▶ _Short exercise 1_: Please rescale the records from the line containing "Consider yourself a specialist in spatial annotation. Above" through the end of the records, giving only those lines again, requests included, with every bounding-box coordinate in the answers multiplied by 0.7 and rounded to a whole number, halves up.

▶ _Reading passage_:
----

# Ogre Kingdom Tactics



## Da Ogre (Jan 27, 2010)

This is just what I run currently it has been pretty succesful to date.

a Tyrant (General) 2 Butchers, a Bruiser with a Battle Standard, 2 units of 3 Ogre Bulls(both units have no upgrades), 2 Units of Leadbelchers, 2 Units of Maneaters (With Cathayan Longswords and Heavy Armor), and one unit of 7 Ironguts(with full command and War banner). 

The Tyrant will be outfitted with Heavy Armor, The Tenderizer, The Great Skull Armor, and the Big Name Wallcrusher

One of the Butchers will be outfitted with the Bangstick and 1 Dispel Scroll. The other will be outfitted with the Skullmantle and the Bloodcleaver.

The Bruiser w/ BSB will be outfitted with the Skullplucker and the big name Deathcheater.

During the deployment phase your basically going to surround the "Deathstar Unit" of Ironguts. This unit is your main hammer and is almost unbeatable on the charge. Place your Brick of Ironguts centered on an open area in the middle of the table. Try to pick out where you imagine the main of the fighting will be and line these bad boys up with that point. Typically try to put them as far forward as possible because getting across the table into the opponents forces is paramount!

Put a unit of Bulls on each flank of the Brick of Ironguts as far forward as allowed. (Usually 12") Leave about 4 inches between the Bulls and the Ironguts. 

Next put a unit of Maneaters behind each unit of the Bulls. Put the Leadbelchers where you want them. Use them to counter any Fast Cavalry or skirmishers, basically anything that might harass your flanks. Leadbelchers are wonderful at doing this and keeping your opponents harassment tactics nullified.

Put your Tyrant in with the Ironguts, the Butcher with the Skullmantle in a unit of Maneaters, the BSB in the other unit of Maneaters and the Final Butcher can join up to a unit of bulls to make them extra juicy bait.

Send the Bulls and Leadbelchers as far forward as they can run. Angle the units of bulls so that their rear is facing the outside table edge. You want your opponent to charge ythe bulls and Leadbelchers so that you can flee and give the big hitting units (Ironguts and Maneaters) the charge so they can do what they do best. Even if the bulls get run down due to a poor flee roll (It happens) so what? Their job is to bait the enemy and as long as there is a great counter charge lined up the fate of the bulls is moot. The Strength of this list is that once you get the charge momentum going its hard to stop the pursuing and overrunning.

----

▶ _Short exercise 2_: Quote the Ogre Kingdom tactics post word for word from "Next put a unit" to "harassment tactics nullified.".

----

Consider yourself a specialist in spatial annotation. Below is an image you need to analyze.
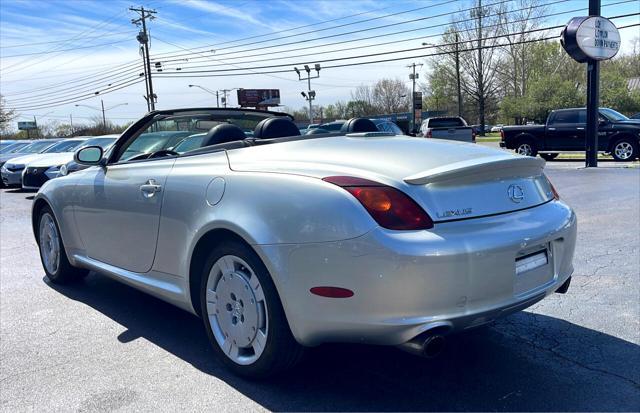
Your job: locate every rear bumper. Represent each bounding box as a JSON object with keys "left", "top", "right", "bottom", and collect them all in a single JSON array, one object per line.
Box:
[{"left": 256, "top": 201, "right": 576, "bottom": 346}]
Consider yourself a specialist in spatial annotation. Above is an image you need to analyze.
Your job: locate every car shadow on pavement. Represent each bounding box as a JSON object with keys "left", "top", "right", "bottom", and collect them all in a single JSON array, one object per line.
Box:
[{"left": 44, "top": 273, "right": 640, "bottom": 411}]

----

▶ _Correct output 1_:
Consider yourself a specialist in spatial annotation. Above is an image you need to analyze.
Your job: locate every car shadow on pavement. Represent each bounding box as a JSON object with keys "left", "top", "right", "bottom", and collect them all in a single JSON array, one object per line.
Box:
[{"left": 31, "top": 191, "right": 448, "bottom": 288}]

▶ _Correct output 2_:
Next put a unit of Maneaters behind each unit of the Bulls. Put the Leadbelchers where you want them. Use them to counter any Fast Cavalry or skirmishers, basically anything that might harass your flanks. Leadbelchers are wonderful at doing this and keeping your opponents harassment tactics nullified.